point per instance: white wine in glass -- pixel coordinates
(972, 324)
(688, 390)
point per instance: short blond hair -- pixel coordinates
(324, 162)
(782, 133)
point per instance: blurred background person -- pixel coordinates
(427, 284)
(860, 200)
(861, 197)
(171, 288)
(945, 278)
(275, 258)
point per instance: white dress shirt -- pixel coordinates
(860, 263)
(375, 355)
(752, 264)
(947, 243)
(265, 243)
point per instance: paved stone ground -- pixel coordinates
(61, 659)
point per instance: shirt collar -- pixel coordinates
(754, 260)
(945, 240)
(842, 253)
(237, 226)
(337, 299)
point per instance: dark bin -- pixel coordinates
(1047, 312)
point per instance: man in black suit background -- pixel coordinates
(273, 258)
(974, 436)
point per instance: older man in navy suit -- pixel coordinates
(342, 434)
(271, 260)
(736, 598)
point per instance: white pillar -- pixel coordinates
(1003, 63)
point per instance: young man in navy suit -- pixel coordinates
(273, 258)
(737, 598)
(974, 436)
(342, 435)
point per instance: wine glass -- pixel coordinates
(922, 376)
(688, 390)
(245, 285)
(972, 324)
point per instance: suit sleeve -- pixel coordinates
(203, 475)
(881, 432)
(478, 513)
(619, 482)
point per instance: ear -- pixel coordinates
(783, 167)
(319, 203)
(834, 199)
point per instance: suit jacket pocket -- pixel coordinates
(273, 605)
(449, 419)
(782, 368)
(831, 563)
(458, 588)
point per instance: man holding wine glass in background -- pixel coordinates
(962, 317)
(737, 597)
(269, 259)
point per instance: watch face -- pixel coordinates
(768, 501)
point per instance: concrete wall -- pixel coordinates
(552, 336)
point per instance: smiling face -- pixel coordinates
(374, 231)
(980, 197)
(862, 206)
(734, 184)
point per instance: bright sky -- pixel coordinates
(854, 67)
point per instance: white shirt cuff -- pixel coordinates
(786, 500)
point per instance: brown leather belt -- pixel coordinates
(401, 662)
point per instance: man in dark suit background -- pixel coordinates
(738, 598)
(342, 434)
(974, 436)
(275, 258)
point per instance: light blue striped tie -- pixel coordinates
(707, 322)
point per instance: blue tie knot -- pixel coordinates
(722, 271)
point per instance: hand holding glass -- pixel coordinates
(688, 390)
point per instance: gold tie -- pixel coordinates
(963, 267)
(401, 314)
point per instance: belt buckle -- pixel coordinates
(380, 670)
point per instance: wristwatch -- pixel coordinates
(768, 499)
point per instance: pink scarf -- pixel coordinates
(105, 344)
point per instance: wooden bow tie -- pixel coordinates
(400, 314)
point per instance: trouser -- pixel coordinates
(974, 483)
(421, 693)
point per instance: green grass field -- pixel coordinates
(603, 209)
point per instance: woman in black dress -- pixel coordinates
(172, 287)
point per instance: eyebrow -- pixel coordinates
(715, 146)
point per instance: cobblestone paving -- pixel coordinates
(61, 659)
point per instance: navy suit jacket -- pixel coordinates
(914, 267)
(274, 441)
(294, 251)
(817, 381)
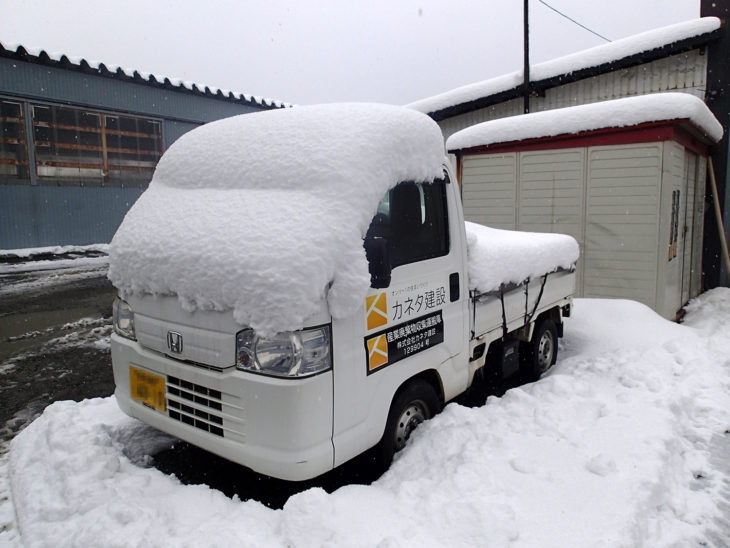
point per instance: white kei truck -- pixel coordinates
(298, 286)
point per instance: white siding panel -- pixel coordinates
(621, 232)
(489, 189)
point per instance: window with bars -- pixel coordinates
(79, 145)
(13, 142)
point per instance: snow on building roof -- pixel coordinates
(680, 35)
(264, 213)
(629, 111)
(35, 55)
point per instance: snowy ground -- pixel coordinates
(625, 443)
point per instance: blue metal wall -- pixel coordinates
(37, 214)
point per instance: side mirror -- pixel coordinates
(376, 251)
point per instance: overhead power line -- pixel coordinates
(573, 20)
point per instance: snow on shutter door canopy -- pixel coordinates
(622, 217)
(551, 195)
(489, 189)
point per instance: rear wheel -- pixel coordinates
(540, 354)
(411, 406)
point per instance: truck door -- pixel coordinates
(419, 315)
(415, 322)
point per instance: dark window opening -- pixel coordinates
(13, 142)
(413, 218)
(72, 144)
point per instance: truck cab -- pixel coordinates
(289, 309)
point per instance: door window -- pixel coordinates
(413, 218)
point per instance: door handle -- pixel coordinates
(454, 287)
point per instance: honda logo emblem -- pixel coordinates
(174, 342)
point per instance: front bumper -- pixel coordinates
(278, 427)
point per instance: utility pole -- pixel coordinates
(526, 37)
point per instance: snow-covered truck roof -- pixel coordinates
(440, 106)
(617, 113)
(264, 213)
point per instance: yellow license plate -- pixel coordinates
(147, 388)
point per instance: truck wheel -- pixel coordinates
(540, 354)
(411, 406)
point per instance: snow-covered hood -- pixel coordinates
(264, 213)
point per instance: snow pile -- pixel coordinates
(265, 213)
(593, 57)
(506, 256)
(617, 446)
(624, 112)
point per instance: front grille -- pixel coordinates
(201, 365)
(191, 404)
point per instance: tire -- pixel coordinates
(540, 354)
(412, 405)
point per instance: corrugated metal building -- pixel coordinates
(676, 58)
(79, 141)
(631, 196)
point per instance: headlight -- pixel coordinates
(287, 354)
(123, 318)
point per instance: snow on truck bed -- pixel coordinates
(265, 213)
(628, 111)
(506, 256)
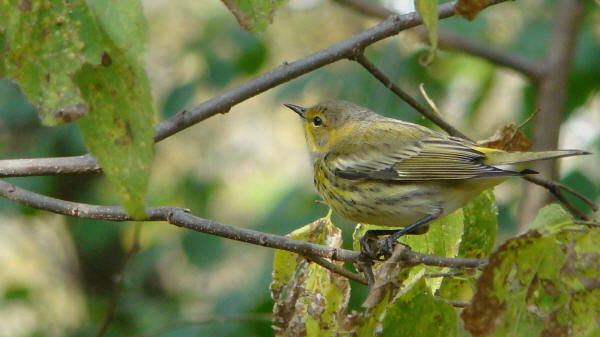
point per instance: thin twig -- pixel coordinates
(556, 189)
(533, 70)
(181, 218)
(438, 120)
(337, 269)
(224, 102)
(553, 187)
(118, 281)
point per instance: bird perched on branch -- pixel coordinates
(383, 171)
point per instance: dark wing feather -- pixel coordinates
(427, 159)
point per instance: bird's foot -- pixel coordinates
(375, 248)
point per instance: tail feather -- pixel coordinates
(495, 158)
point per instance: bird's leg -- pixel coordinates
(374, 248)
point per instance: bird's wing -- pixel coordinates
(426, 159)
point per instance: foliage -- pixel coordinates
(544, 282)
(84, 61)
(75, 60)
(428, 10)
(254, 15)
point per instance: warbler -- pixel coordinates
(382, 171)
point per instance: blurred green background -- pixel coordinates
(250, 167)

|---|

Can you give every line of the rows above as a numbered list, skipping blank lines and leaving out the pictures?

### COMPLETED TASK
1. point per instance: white wine in glass -- pixel coordinates
2. (972, 324)
3. (688, 390)
4. point per instance: short blond hair -- pixel coordinates
5. (324, 162)
6. (782, 133)
7. point per instance: blurred background person -- pixel coordinates
8. (427, 284)
9. (860, 200)
10. (861, 197)
11. (171, 288)
12. (945, 278)
13. (275, 258)
14. point per instance: white dress shirt -- pixel coordinates
15. (860, 263)
16. (375, 355)
17. (752, 264)
18. (947, 243)
19. (265, 243)
20. point per instance: paved stone ground -- pixel coordinates
21. (61, 659)
22. point per instance: shirt collar -- pixel coordinates
23. (754, 260)
24. (945, 240)
25. (842, 253)
26. (237, 226)
27. (337, 299)
28. point per instance: dark bin -- pixel coordinates
29. (1047, 312)
30. point per instance: man in black suit background -- pixel coordinates
31. (273, 258)
32. (974, 436)
33. point per instance: older man in navy suit -- pixel coordinates
34. (342, 434)
35. (271, 260)
36. (736, 598)
37. point per instance: white pillar -- pixel coordinates
38. (1003, 63)
39. point per instance: young man in navy suit -- pixel coordinates
40. (273, 258)
41. (737, 598)
42. (974, 436)
43. (342, 435)
44. point per instance: wine glass -- pixel coordinates
45. (922, 376)
46. (688, 390)
47. (245, 285)
48. (972, 324)
49. point per instance: suit sleeve -- pixel coordinates
50. (203, 475)
51. (881, 432)
52. (478, 513)
53. (619, 482)
54. point per instance: ear -- pixel coordinates
55. (783, 167)
56. (319, 203)
57. (834, 199)
58. point per instance: suit jacket pocket -- pixel coordinates
59. (273, 605)
60. (449, 419)
61. (782, 368)
62. (831, 563)
63. (458, 588)
64. point per instance: man holding wine glass in background -- pixel coordinates
65. (962, 317)
66. (737, 597)
67. (269, 259)
68. point per instance: watch face -- pixel coordinates
69. (768, 501)
70. point per instance: concrete wall -- pixel coordinates
71. (552, 336)
72. point per instance: smiling face -- pixel coordinates
73. (374, 231)
74. (980, 197)
75. (862, 206)
76. (734, 184)
77. point per instance: bright sky -- pixel coordinates
78. (854, 67)
79. point per instance: white shirt cuff -- pixel coordinates
80. (786, 500)
81. point per instance: brown leather belt -- pixel coordinates
82. (401, 662)
83. point per instance: man in dark suit background -- pixel coordinates
84. (738, 598)
85. (342, 434)
86. (974, 436)
87. (275, 258)
88. point per instance: light blue striped tie -- pixel coordinates
89. (707, 322)
90. point per instance: blue tie knot -- pixel coordinates
91. (722, 271)
92. point per instance: hand holding glass -- pixel coordinates
93. (688, 390)
94. point per instance: gold tie -- pixel coordinates
95. (963, 267)
96. (401, 314)
97. point per instance: belt buckle -- pixel coordinates
98. (380, 670)
99. point per instance: wristwatch -- pixel coordinates
100. (768, 499)
101. point per instance: pink scarf -- pixel coordinates
102. (105, 344)
103. point per instance: wooden bow tie -- pixel coordinates
104. (400, 314)
105. point per instance: trouser -- pixel coordinates
106. (974, 483)
107. (421, 693)
108. point per instance: green grass field -- pixel coordinates
109. (603, 209)
110. point per instance: woman in black dress -- pixel coordinates
111. (172, 287)
112. point per instance: eyebrow -- pixel coordinates
113. (715, 146)
114. point per instance: cobblestone paving -- pixel coordinates
115. (61, 659)
116. point per instance: navy suit jacket -- pixel coordinates
117. (914, 267)
118. (274, 441)
119. (294, 251)
120. (817, 381)
121. point per instance: white kei truck -- pixel coordinates
122. (298, 286)
123. point per instance: white siding panel -- pixel coordinates
124. (621, 232)
125. (489, 189)
126. point per instance: window with bars -- pixel coordinates
127. (79, 145)
128. (13, 142)
129. point per instance: snow on building roof -- pixel coordinates
130. (680, 35)
131. (264, 213)
132. (629, 111)
133. (35, 55)
134. point per instance: snowy ground -- pixel coordinates
135. (625, 443)
136. point per instance: blue metal wall -- pixel coordinates
137. (37, 214)
138. point per instance: side mirror -- pixel coordinates
139. (376, 251)
140. point per instance: overhead power line -- pixel coordinates
141. (573, 20)
142. point per instance: snow on shutter door canopy -- pixel coordinates
143. (622, 217)
144. (551, 195)
145. (489, 189)
146. point per instance: rear wheel -- pixel coordinates
147. (540, 354)
148. (411, 406)
149. point per instance: truck door -- pixel coordinates
150. (419, 315)
151. (415, 322)
152. point per instance: dark window opening -- pixel coordinates
153. (13, 142)
154. (413, 218)
155. (72, 144)
156. point per instance: truck cab -- pixel coordinates
157. (289, 309)
158. point per instance: door window -- pixel coordinates
159. (413, 218)
160. point per instance: door handle -- pixel coordinates
161. (454, 287)
162. point per instance: honda logo emblem -- pixel coordinates
163. (174, 342)
164. point per instance: front bumper -- pixel coordinates
165. (278, 427)
166. point per instance: utility pole -- pixel coordinates
167. (526, 37)
168. point per instance: snow-covered truck roof -- pixel coordinates
169. (440, 106)
170. (617, 113)
171. (264, 213)
172. point per instance: yellow license plate -- pixel coordinates
173. (147, 388)
174. point per instance: truck wheel -- pixel coordinates
175. (540, 354)
176. (411, 406)
177. point per instance: snow-covered hood -- pixel coordinates
178. (264, 213)
179. point per instance: snow pile -- pixel coordinates
180. (265, 213)
181. (593, 57)
182. (506, 256)
183. (617, 446)
184. (624, 112)
185. point per instance: front grille -- pixel coordinates
186. (201, 365)
187. (191, 404)
188. point per instance: tire -- pixel coordinates
189. (540, 354)
190. (412, 405)
191. point per instance: corrugated metal building -- pixel coordinates
192. (676, 58)
193. (79, 141)
194. (631, 196)
195. point per instance: headlight -- pixel coordinates
196. (287, 354)
197. (123, 318)
198. point per instance: snow on truck bed -- pixel coordinates
199. (265, 213)
200. (628, 111)
201. (506, 256)
202. point per instance: thin twig -- pixel coordinates
203. (556, 189)
204. (533, 70)
205. (181, 218)
206. (438, 120)
207. (337, 269)
208. (224, 102)
209. (553, 187)
210. (118, 281)
211. point per instance: bird perched on branch -- pixel coordinates
212. (383, 171)
213. point per instance: dark wing feather -- pixel coordinates
214. (427, 159)
215. point per instance: bird's foot -- pixel coordinates
216. (375, 248)
217. point per instance: tail feather -- pixel coordinates
218. (495, 158)
219. point per instance: bird's leg -- pixel coordinates
220. (374, 248)
221. point per instance: bird's wing -- pixel coordinates
222. (426, 159)
223. point per instance: foliage -- pixel coordinates
224. (544, 282)
225. (84, 61)
226. (75, 60)
227. (428, 10)
228. (254, 15)
229. point per instance: warbler -- pixel coordinates
230. (382, 171)
231. point per instance: blurred green background -- pixel coordinates
232. (250, 167)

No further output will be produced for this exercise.